Das Forschungsdesign setzt sich zusammen aus begründeter Methodenwahl und deren Kurzbeschreibung (Abschnitt 2.1), der Durchführung der Erhebung (Abschnitt 2.2) und der gewählten Auswertungsmethodik (Abschnitt 2.3). Um den Interpretationsprozess für die Leser nachvollziehbar zu machen, fordert Lamnek das methodische „Prinzip der Explikation“ (Lamnek 1989: 26f), welches besagt, dass die Einzelschritte der Untersuchung offen gelegt werden sollen, wodurch die Akzeptanz dieser erhöht wird.
Die vorliegende Arbeit untersucht die Akzeptanz und das Nutzerverhalten von Teilnehmerinnen eines E-Learning Modellprojekt in Berlin. Wie bereits dargestellt, liegen eine Vielzahl von Statistiken über die Nutzung und Verbreitung von E-Learning vor, doch mangelt es immer noch an qualitativen Studien (vgl. Grotlüschen 2003).
Aufgrund der Begleitung des Modellprojektes als Praktikantin und der ausführlichen Projektdokumentation bietet es sich an, eine Methodenkombination aus qualitativem Interview und quantitativer Messung zu wählen.
___
* Aufgabenstellung *
[1] Schreiben Sie aus dem Textauszug zum Forschungsdesign den Abschnitt ab, der mit den Worten „Die vorliegende Arbeit“ beginnt und mit „(vgl. Grotlüschen 2003).“ endet.
[2] Welches methodische Prinzip fordert Lamnek laut dem Textauszug, damit die Leser den Interpretationsprozess nachvollziehen können?
Die Datensätze sind hierfür ohne Belang.
___
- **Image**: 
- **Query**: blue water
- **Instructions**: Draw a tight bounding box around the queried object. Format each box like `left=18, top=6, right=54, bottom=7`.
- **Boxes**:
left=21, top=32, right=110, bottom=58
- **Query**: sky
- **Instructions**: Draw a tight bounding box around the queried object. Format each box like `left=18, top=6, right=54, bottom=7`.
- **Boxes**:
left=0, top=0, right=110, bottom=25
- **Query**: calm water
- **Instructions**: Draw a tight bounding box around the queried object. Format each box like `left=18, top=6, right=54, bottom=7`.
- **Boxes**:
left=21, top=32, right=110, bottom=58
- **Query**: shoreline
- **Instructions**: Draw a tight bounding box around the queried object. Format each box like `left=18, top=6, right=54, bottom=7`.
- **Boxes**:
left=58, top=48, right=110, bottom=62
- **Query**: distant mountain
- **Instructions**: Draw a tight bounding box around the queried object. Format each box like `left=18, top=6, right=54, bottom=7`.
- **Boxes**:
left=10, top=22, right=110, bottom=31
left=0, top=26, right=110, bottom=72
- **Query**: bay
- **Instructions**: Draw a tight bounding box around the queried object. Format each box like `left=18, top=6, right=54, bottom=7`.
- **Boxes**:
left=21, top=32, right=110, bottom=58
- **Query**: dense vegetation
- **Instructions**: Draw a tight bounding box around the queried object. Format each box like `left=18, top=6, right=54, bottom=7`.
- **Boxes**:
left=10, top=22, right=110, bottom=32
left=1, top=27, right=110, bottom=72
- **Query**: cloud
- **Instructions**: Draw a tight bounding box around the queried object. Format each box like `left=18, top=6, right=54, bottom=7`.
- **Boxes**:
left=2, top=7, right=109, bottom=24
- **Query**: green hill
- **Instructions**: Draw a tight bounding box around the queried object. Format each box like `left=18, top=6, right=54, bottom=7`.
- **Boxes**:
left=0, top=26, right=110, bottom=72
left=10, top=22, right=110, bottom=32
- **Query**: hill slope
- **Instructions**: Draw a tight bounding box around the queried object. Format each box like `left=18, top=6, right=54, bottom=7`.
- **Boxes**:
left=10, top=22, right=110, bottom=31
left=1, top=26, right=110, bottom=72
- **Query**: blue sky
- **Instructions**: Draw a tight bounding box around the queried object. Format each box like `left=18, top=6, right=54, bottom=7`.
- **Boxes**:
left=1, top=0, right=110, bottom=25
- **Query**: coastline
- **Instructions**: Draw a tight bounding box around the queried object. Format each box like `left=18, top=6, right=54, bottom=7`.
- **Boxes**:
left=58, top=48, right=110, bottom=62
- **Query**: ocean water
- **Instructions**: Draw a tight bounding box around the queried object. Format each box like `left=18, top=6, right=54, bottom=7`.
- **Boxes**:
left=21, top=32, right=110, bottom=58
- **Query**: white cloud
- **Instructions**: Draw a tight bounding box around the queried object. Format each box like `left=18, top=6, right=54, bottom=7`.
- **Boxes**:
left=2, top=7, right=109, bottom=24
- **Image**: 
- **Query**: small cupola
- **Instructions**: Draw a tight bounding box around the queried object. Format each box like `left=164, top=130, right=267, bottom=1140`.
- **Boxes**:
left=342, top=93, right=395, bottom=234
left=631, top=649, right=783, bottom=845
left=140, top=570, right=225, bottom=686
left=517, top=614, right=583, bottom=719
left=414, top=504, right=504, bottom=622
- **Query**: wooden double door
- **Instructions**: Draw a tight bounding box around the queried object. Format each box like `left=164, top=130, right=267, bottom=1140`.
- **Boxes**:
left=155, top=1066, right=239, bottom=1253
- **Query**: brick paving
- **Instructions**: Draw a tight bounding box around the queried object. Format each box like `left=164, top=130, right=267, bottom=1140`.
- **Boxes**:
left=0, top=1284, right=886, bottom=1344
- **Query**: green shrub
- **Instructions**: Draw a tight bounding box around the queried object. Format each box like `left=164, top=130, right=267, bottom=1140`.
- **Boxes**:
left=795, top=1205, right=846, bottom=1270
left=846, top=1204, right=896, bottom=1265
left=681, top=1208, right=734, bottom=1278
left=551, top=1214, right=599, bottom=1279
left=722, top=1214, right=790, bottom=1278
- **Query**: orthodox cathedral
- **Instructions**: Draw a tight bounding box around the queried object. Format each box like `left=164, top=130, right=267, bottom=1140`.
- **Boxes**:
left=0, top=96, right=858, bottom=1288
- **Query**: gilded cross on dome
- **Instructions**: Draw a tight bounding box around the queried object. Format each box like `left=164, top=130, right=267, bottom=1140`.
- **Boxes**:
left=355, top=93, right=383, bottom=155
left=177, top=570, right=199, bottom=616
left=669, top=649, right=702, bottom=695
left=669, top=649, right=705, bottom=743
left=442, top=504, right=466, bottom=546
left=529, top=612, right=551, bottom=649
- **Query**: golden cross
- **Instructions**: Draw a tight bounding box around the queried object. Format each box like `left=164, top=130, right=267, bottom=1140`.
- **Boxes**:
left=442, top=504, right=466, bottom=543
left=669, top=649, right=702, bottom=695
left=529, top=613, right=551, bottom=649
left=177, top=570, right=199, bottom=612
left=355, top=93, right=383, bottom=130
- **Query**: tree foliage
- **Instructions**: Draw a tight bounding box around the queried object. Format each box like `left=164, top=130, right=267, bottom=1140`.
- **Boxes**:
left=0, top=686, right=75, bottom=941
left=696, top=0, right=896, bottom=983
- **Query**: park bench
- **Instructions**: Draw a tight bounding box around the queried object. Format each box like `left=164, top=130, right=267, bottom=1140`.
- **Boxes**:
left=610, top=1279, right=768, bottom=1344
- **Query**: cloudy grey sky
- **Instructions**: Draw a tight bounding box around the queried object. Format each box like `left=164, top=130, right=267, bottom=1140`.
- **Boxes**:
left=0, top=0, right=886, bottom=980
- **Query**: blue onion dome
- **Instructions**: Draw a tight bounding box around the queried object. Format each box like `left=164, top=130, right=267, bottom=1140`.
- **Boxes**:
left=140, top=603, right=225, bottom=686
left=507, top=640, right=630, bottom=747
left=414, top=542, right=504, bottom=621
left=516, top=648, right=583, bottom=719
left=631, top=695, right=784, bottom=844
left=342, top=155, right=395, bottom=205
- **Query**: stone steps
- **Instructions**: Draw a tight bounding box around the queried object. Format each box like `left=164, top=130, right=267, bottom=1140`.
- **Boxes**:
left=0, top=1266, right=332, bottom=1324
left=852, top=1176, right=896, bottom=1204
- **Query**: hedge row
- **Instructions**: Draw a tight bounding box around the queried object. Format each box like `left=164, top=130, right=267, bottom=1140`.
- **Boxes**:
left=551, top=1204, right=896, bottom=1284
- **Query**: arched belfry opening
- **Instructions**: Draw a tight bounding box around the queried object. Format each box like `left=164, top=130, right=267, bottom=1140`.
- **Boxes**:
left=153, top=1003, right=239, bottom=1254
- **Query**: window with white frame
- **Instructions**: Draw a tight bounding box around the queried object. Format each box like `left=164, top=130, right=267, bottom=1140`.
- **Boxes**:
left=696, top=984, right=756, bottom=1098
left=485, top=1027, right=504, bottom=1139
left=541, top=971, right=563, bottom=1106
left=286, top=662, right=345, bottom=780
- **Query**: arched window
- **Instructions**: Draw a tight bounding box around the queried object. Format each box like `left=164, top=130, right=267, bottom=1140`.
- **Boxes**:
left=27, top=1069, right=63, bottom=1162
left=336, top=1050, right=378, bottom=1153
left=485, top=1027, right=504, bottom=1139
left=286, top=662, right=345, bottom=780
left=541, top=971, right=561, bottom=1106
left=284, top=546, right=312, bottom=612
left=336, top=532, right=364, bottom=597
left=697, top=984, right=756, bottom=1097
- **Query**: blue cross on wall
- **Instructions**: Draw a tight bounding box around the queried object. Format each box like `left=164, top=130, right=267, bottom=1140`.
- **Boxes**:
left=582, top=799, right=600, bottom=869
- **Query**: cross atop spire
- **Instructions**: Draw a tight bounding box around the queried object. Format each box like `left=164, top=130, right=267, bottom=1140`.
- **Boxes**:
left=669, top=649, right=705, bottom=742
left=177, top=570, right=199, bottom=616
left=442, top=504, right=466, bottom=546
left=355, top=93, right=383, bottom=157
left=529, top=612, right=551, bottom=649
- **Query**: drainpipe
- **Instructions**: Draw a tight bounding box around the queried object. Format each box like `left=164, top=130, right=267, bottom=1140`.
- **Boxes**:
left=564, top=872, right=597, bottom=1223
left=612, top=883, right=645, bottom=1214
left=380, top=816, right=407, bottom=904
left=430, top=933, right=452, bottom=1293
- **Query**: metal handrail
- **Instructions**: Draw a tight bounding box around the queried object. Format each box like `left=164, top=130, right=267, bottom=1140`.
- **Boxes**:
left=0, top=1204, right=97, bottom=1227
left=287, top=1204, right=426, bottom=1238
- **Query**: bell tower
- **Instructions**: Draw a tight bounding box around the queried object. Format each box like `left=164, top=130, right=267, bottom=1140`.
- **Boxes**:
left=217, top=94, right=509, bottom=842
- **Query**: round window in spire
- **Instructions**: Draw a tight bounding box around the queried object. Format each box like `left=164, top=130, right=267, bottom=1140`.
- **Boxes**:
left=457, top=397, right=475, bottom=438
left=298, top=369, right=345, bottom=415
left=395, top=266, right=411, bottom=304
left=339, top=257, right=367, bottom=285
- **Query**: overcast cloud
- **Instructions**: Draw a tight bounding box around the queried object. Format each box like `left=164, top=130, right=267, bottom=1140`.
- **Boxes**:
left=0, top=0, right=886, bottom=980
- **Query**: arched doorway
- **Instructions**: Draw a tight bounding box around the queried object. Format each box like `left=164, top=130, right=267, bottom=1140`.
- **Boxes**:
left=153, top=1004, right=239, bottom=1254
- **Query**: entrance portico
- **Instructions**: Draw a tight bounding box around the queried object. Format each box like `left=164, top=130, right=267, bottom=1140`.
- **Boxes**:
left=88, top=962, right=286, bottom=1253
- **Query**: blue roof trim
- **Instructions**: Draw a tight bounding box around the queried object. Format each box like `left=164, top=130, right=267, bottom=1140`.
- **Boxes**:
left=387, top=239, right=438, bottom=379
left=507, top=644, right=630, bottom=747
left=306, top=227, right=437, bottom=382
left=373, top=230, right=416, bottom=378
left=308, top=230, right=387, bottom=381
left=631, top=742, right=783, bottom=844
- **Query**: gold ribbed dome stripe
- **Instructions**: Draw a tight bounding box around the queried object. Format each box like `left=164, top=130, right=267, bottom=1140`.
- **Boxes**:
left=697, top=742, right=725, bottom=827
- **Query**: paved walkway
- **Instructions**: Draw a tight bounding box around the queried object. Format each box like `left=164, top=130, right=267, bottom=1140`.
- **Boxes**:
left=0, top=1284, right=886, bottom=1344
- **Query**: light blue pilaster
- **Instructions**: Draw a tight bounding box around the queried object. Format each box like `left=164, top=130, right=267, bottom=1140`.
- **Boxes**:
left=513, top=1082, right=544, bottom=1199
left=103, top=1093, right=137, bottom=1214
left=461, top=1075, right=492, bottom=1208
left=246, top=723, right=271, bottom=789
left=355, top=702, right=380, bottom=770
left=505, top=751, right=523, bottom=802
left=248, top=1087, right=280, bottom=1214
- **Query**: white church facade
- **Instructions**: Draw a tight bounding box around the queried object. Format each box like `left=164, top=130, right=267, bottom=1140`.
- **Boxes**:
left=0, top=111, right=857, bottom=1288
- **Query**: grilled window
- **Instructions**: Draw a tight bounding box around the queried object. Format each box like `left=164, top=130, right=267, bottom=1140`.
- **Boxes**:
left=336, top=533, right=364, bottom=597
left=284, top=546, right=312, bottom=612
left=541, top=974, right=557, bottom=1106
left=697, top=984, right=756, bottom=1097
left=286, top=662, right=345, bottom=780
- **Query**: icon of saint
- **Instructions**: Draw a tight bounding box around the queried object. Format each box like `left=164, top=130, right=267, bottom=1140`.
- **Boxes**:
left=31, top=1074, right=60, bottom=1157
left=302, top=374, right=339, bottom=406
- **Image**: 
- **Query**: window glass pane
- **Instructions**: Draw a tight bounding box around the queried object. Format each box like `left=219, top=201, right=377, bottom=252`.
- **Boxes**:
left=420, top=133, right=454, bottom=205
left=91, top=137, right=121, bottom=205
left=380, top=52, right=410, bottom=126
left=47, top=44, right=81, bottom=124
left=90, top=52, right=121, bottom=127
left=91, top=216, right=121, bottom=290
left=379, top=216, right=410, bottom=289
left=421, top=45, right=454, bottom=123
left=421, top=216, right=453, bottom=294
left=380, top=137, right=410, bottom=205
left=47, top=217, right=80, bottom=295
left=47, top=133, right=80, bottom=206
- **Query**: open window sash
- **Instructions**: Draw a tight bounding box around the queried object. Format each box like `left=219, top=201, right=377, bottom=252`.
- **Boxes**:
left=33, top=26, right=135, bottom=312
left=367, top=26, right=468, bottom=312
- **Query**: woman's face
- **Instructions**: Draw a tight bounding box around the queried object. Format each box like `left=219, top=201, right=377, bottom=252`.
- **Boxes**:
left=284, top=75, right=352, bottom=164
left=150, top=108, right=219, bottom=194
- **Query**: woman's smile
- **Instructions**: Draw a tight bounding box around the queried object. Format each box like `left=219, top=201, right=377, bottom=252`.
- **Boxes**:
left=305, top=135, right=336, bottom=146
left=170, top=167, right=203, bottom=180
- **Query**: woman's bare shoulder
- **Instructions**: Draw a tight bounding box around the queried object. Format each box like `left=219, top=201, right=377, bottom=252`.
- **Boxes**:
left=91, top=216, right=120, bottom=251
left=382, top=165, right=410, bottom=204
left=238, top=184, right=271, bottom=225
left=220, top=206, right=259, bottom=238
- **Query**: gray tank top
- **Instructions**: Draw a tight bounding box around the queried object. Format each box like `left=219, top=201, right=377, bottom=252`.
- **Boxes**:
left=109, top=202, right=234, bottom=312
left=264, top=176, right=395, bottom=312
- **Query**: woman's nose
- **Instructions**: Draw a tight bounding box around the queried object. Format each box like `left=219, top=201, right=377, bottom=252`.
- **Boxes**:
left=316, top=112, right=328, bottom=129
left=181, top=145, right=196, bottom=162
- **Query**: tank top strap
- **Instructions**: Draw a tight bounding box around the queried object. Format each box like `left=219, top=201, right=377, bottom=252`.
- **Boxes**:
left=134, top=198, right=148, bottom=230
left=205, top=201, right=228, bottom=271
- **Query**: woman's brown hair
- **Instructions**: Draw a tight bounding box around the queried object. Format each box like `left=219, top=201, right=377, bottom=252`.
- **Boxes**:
___
* Lösungen *
[1]
Die vorliegende Arbeit untersucht die Akzeptanz und das Nutzerverhalten von Teilnehmerinnen eines E-Learning Modellprojekt in Berlin. Wie bereits dargestellt, liegen eine Vielzahl von Statistiken über die Nutzung und Verbreitung von E-Learning vor, doch mangelt es immer noch an qualitativen Studien (vgl. Grotlüschen 2003).

[2] Das „Prinzip der Explikation“: Die Einzelschritte der Untersuchung sollen offen gelegt werden.